◆ **WHAT TO PRODUCE**: The result should be an exact copy of the entries below, free of pictures.

◆ **Entries taken from a collection**:
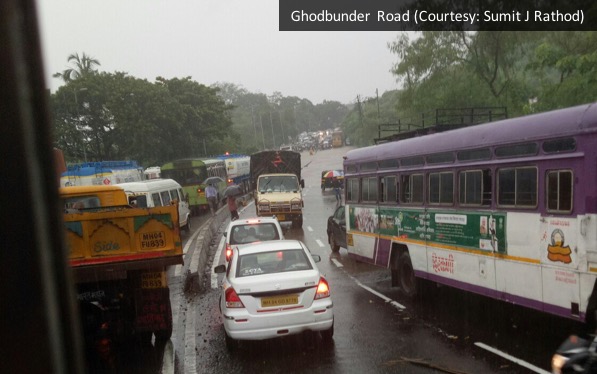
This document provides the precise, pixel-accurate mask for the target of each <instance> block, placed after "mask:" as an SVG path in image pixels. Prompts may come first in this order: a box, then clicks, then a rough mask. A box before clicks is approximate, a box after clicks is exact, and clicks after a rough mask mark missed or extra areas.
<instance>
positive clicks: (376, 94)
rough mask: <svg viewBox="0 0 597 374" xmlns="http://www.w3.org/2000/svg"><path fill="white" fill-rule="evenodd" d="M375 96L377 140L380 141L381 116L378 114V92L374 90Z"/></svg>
mask: <svg viewBox="0 0 597 374" xmlns="http://www.w3.org/2000/svg"><path fill="white" fill-rule="evenodd" d="M375 96H376V97H377V139H381V115H380V113H379V92H378V90H377V88H376V89H375Z"/></svg>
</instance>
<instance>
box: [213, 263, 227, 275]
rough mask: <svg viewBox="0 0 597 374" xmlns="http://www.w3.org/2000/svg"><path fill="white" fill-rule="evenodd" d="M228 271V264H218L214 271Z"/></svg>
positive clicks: (219, 272)
mask: <svg viewBox="0 0 597 374" xmlns="http://www.w3.org/2000/svg"><path fill="white" fill-rule="evenodd" d="M225 272H226V265H218V266H216V267H215V268H214V273H216V274H222V273H225Z"/></svg>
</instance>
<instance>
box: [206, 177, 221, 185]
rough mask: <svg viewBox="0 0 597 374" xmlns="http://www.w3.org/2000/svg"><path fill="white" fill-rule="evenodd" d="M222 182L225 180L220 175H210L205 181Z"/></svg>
mask: <svg viewBox="0 0 597 374" xmlns="http://www.w3.org/2000/svg"><path fill="white" fill-rule="evenodd" d="M222 182H224V180H223V179H222V178H220V177H209V178H207V179H206V180H205V181H204V182H203V184H219V183H222Z"/></svg>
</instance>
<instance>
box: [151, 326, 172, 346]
mask: <svg viewBox="0 0 597 374" xmlns="http://www.w3.org/2000/svg"><path fill="white" fill-rule="evenodd" d="M153 333H154V335H155V340H156V341H157V342H161V343H165V342H167V341H168V340H170V337H171V336H172V326H170V328H168V329H166V330H159V331H154V332H153Z"/></svg>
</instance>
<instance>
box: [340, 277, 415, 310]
mask: <svg viewBox="0 0 597 374" xmlns="http://www.w3.org/2000/svg"><path fill="white" fill-rule="evenodd" d="M350 277H351V278H352V279H353V280H354V281H355V282H356V284H357V285H358V286H359V287H362V288H363V289H365V290H367V291H369V292H371V293H372V294H374V295H375V296H377V297H379V298H381V299H382V300H383V301H385V302H386V303H388V304H390V305H391V306H393V307H394V308H397V309H400V310H404V309H406V307H405V306H404V305H402V304H400V303H399V302H397V301H394V300H392V299H390V298H389V297H387V296H386V295H384V294H381V293H379V292H377V291H375V290H374V289H372V288H370V287H367V286H365V285H364V284H363V283H361V282H360V281H358V280H357V279H356V278H354V277H352V276H350Z"/></svg>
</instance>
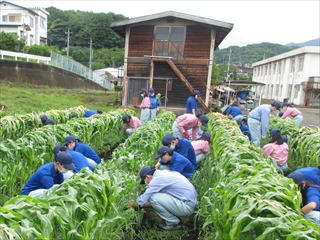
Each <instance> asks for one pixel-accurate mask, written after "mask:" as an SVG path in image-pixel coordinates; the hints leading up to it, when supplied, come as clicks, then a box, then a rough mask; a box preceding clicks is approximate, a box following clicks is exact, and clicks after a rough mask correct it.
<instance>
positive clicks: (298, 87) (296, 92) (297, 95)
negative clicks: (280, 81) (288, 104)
mask: <svg viewBox="0 0 320 240" xmlns="http://www.w3.org/2000/svg"><path fill="white" fill-rule="evenodd" d="M299 92H300V84H296V85H295V86H294V98H297V97H298V93H299Z"/></svg>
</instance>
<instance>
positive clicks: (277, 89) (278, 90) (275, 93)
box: [275, 84, 280, 97]
mask: <svg viewBox="0 0 320 240" xmlns="http://www.w3.org/2000/svg"><path fill="white" fill-rule="evenodd" d="M279 85H280V84H277V85H276V92H275V95H276V96H277V97H278V96H279Z"/></svg>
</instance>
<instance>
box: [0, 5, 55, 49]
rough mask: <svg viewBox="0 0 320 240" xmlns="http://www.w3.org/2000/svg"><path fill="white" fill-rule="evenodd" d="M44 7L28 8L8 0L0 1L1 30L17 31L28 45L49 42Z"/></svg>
mask: <svg viewBox="0 0 320 240" xmlns="http://www.w3.org/2000/svg"><path fill="white" fill-rule="evenodd" d="M48 15H49V13H48V12H47V11H46V10H44V9H43V8H26V7H22V6H19V5H16V4H14V3H10V2H7V1H1V2H0V32H2V31H4V32H8V33H16V34H17V35H18V36H19V39H25V40H26V45H27V46H31V45H35V44H37V45H41V44H48V38H47V18H48Z"/></svg>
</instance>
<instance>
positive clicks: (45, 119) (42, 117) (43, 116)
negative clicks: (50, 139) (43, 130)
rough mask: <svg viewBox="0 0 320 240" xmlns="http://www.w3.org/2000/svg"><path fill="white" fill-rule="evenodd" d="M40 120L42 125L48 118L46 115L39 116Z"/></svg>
mask: <svg viewBox="0 0 320 240" xmlns="http://www.w3.org/2000/svg"><path fill="white" fill-rule="evenodd" d="M40 119H41V122H42V123H45V122H46V121H47V120H48V117H47V115H41V117H40Z"/></svg>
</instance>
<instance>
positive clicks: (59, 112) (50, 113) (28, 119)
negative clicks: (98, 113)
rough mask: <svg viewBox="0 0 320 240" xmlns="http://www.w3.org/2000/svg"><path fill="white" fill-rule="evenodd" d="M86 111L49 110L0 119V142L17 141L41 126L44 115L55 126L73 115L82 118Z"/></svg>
mask: <svg viewBox="0 0 320 240" xmlns="http://www.w3.org/2000/svg"><path fill="white" fill-rule="evenodd" d="M87 110H88V109H87V108H85V107H83V106H78V107H73V108H68V109H66V110H49V111H46V112H42V113H41V112H32V113H29V114H15V115H12V116H4V117H2V118H1V119H0V140H4V139H13V140H14V139H17V138H19V137H21V136H22V135H23V134H24V133H25V132H27V131H30V130H33V129H35V128H39V127H41V126H42V123H41V120H40V117H41V115H43V114H45V115H47V116H48V118H51V119H53V120H54V122H55V124H59V123H66V122H67V121H69V120H70V119H71V115H72V114H73V113H76V114H78V116H79V117H83V115H84V113H85V112H86V111H87Z"/></svg>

◆ **EXERCISE RESULT**:
This document provides the precise, pixel-accurate mask for the target of each <instance> block, placed after "mask:" as an SVG path in image pixels. Prompts may come first in this order: a box, then clicks, then a rough mask. A box before clicks is approximate, a box after clicks is exact, and clicks after a rough mask mark missed or extra areas.
<instance>
positive clicks: (376, 94)
rough mask: <svg viewBox="0 0 597 374" xmlns="http://www.w3.org/2000/svg"><path fill="white" fill-rule="evenodd" d="M375 96L377 140L380 141L381 116L378 114V92L374 90Z"/></svg>
mask: <svg viewBox="0 0 597 374" xmlns="http://www.w3.org/2000/svg"><path fill="white" fill-rule="evenodd" d="M375 96H376V97H377V139H381V115H380V113H379V92H378V90H377V88H376V89H375Z"/></svg>
</instance>
<instance>
box: [213, 263, 227, 275]
rough mask: <svg viewBox="0 0 597 374" xmlns="http://www.w3.org/2000/svg"><path fill="white" fill-rule="evenodd" d="M228 271V264H218L214 271Z"/></svg>
positive clicks: (219, 272)
mask: <svg viewBox="0 0 597 374" xmlns="http://www.w3.org/2000/svg"><path fill="white" fill-rule="evenodd" d="M225 272H226V265H218V266H216V267H215V268H214V273H216V274H222V273H225Z"/></svg>
</instance>
<instance>
box: [206, 177, 221, 185]
rough mask: <svg viewBox="0 0 597 374" xmlns="http://www.w3.org/2000/svg"><path fill="white" fill-rule="evenodd" d="M222 182L225 180L220 175H210L205 181Z"/></svg>
mask: <svg viewBox="0 0 597 374" xmlns="http://www.w3.org/2000/svg"><path fill="white" fill-rule="evenodd" d="M222 182H224V180H223V179H222V178H220V177H209V178H207V179H206V180H205V181H204V182H203V184H219V183H222Z"/></svg>
</instance>
<instance>
box: [151, 326, 172, 346]
mask: <svg viewBox="0 0 597 374" xmlns="http://www.w3.org/2000/svg"><path fill="white" fill-rule="evenodd" d="M153 333H154V335H155V340H156V341H157V342H161V343H165V342H167V341H168V340H170V337H171V336H172V326H170V328H168V329H166V330H159V331H154V332H153Z"/></svg>
</instance>
<instance>
box: [340, 277, 415, 310]
mask: <svg viewBox="0 0 597 374" xmlns="http://www.w3.org/2000/svg"><path fill="white" fill-rule="evenodd" d="M350 277H351V278H352V279H353V280H354V281H355V282H356V284H357V285H358V286H359V287H362V288H363V289H365V290H367V291H369V292H371V293H372V294H374V295H375V296H377V297H379V298H381V299H382V300H383V301H385V302H386V303H388V304H390V305H391V306H393V307H394V308H397V309H400V310H404V309H406V307H405V306H404V305H402V304H400V303H399V302H397V301H394V300H392V299H390V298H389V297H387V296H386V295H384V294H381V293H379V292H377V291H375V290H374V289H372V288H370V287H367V286H365V285H364V284H363V283H361V282H360V281H358V280H357V279H356V278H354V277H352V276H350Z"/></svg>
</instance>
Each <instance> asks for one pixel-accurate mask, written after "mask:" as an SVG path in image-pixel coordinates; the hints leading up to it, when supplied, come as clicks, then a box, then a rough mask; a box preceding clicks is approximate, a box following clicks is exact, and clicks after a rough mask correct it.
<instance>
positive clicks: (298, 87) (296, 92) (297, 95)
negative clicks: (280, 81) (288, 104)
mask: <svg viewBox="0 0 320 240" xmlns="http://www.w3.org/2000/svg"><path fill="white" fill-rule="evenodd" d="M299 92H300V84H296V85H295V86H294V98H297V97H298V93H299Z"/></svg>
</instance>
<instance>
positive clicks: (277, 89) (278, 90) (275, 93)
box: [275, 84, 280, 97]
mask: <svg viewBox="0 0 320 240" xmlns="http://www.w3.org/2000/svg"><path fill="white" fill-rule="evenodd" d="M279 85H280V84H277V85H276V92H275V95H276V96H277V97H278V96H279Z"/></svg>
</instance>
<instance>
box: [0, 5, 55, 49]
rough mask: <svg viewBox="0 0 320 240" xmlns="http://www.w3.org/2000/svg"><path fill="white" fill-rule="evenodd" d="M44 7L28 8L8 0L0 1L1 30L17 31L28 45L49 42Z"/></svg>
mask: <svg viewBox="0 0 320 240" xmlns="http://www.w3.org/2000/svg"><path fill="white" fill-rule="evenodd" d="M48 15H49V13H48V12H47V11H46V10H44V9H43V8H26V7H22V6H19V5H16V4H14V3H10V2H7V1H1V2H0V32H2V31H4V32H8V33H16V34H17V35H18V36H19V39H25V40H26V45H27V46H31V45H35V44H37V45H41V44H48V38H47V18H48Z"/></svg>
</instance>
<instance>
positive clicks: (45, 119) (42, 117) (43, 116)
negative clicks: (50, 139) (43, 130)
rough mask: <svg viewBox="0 0 320 240" xmlns="http://www.w3.org/2000/svg"><path fill="white" fill-rule="evenodd" d="M40 120L42 125L48 118L46 115L39 116Z"/></svg>
mask: <svg viewBox="0 0 320 240" xmlns="http://www.w3.org/2000/svg"><path fill="white" fill-rule="evenodd" d="M40 119H41V122H42V123H45V122H46V121H47V120H48V117H47V115H41V117H40Z"/></svg>
</instance>
<instance>
positive clicks: (59, 112) (50, 113) (28, 119)
negative clicks: (98, 113)
rough mask: <svg viewBox="0 0 320 240" xmlns="http://www.w3.org/2000/svg"><path fill="white" fill-rule="evenodd" d="M86 111L49 110L0 119V142L17 141L41 126L44 115L55 126L73 115L82 118Z"/></svg>
mask: <svg viewBox="0 0 320 240" xmlns="http://www.w3.org/2000/svg"><path fill="white" fill-rule="evenodd" d="M87 110H88V109H87V108H85V107H83V106H78V107H73V108H68V109H66V110H49V111H46V112H42V113H41V112H32V113H29V114H15V115H12V116H4V117H2V118H1V119H0V140H4V139H13V140H14V139H17V138H19V137H21V136H22V135H23V134H24V133H25V132H27V131H30V130H33V129H35V128H39V127H41V126H42V123H41V120H40V117H41V115H43V114H45V115H47V116H48V118H51V119H53V120H54V122H55V124H59V123H66V122H67V121H69V120H70V119H71V115H72V114H73V113H76V114H78V116H79V117H83V115H84V113H85V112H86V111H87Z"/></svg>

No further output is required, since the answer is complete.